### Acciones a realizar
[A] Reproduce tal cual el fragmento sobre Rafael desde "Porque los sintió" hasta "amor a Dios.", ambos incluidos.
[B] Según el fragmento sobre Rafael, ¿qué llegaría a ser en la Trapa en lugar de sacerdote o monje de Coro?
[C] Prosigue el fragmento sobre Rafael a partir de su última oración.

Sin mirar hacia atrás ni reservarse para sí ningún alivio.

Entró en la Trapa deseoso de hacer de su vida “una continua alabanza al Señor y para llegar allí a ser santo, aceptando el designio de Dios para él”.

Su respuesta fue un seguimiento personal de por vida. En oblación total, donde Dios quisiera, es decir, en un ambiente familiar muy diferente al de su casa; en la enfermedad y en el dolor que contribuirían poderosamente a derrumbar sus aspiraciones personales, pues no llegaría ser sacerdote ni monje de Coro, sino un simple oblato y esto por caridad exquisita.

En muy breve espacio de tiempo: ¡sólo cuatro años! Como si el Espíritu Santo hubiera querido escuchar su ardiente grito: “Mira que tu siervo Rafael tiene de prisa de estar contigo… de ver a MARÍA”.

Porque los sintió y lo vivió en aquellos cuatro años últimos de su vida en la Trapa, no obstante las interrupciones a que se vio obligado por la terrible enfermedad que le devoraba y por la guerra civil española, sus escritos reflejan continuamente la grandeza de las cumbres a que iba llegando en su amor a Dios.

Él no era un sentimental, sino un enamorado. En sus páginas hay anhelos, gritos, alabanzas ponderaciones de la excelsitud de Dios, de Jesucristo, de María, de afectos y exclamaciones que convierten el discurso en oración.

Su amor a las criaturas le mueve continuamente a elevarse a la contemplación amorosa del Creador, que es nuestro Padre.

### Datos
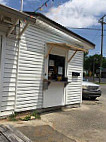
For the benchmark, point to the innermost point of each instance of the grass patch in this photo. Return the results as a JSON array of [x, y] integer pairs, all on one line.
[[36, 115], [26, 118], [100, 83], [12, 117], [30, 116]]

### Resultados esperados
[A]
Porque los sintió y lo vivió en aquellos cuatro años últimos de su vida en la Trapa, no obstante las interrupciones a que se vio obligado por la terrible enfermedad que le devoraba y por la guerra civil española, sus escritos reflejan continuamente la grandeza de las cumbres a que iba llegando en su amor a Dios.

[B] Un simple oblato.

[C]
Su actitud orante está como transida de esperanza serena, de confianza sin límites en que la Verdad y el Amor saciarán definitivamente su sed de Absoluto.

Cometería un grave error de apreciación el que, al leer los escritos del Hno. Rafael, pensara que está en presencia de un alma cuyos sentimientos religiosos se desbordan en una efusión incontenible originada por la inmadurez y la carencia de reflexión. Cuando una enfermedad tan cruel como la que él padeció hace presa en un organismo joven, hasta el punto de paralizar sus energías y reducirle a la impotencia y la frustración en sus aspiraciones y deseos, no suele haber lugar para las cálidas efusiones del amor. Hay algo mucho más hondo y radical. Es la fe, la confianza absoluta en Dios, el toque suavísimo y continuado de la gracia, y sin duda también la índole de la oración litúrgica que, bien practicada, ayuda eficazmente al orante a vivir en una actitud e amor inefable.

Con el Hno. Rafael a nuestro lado, el Maestro sigue hablándonos a todos.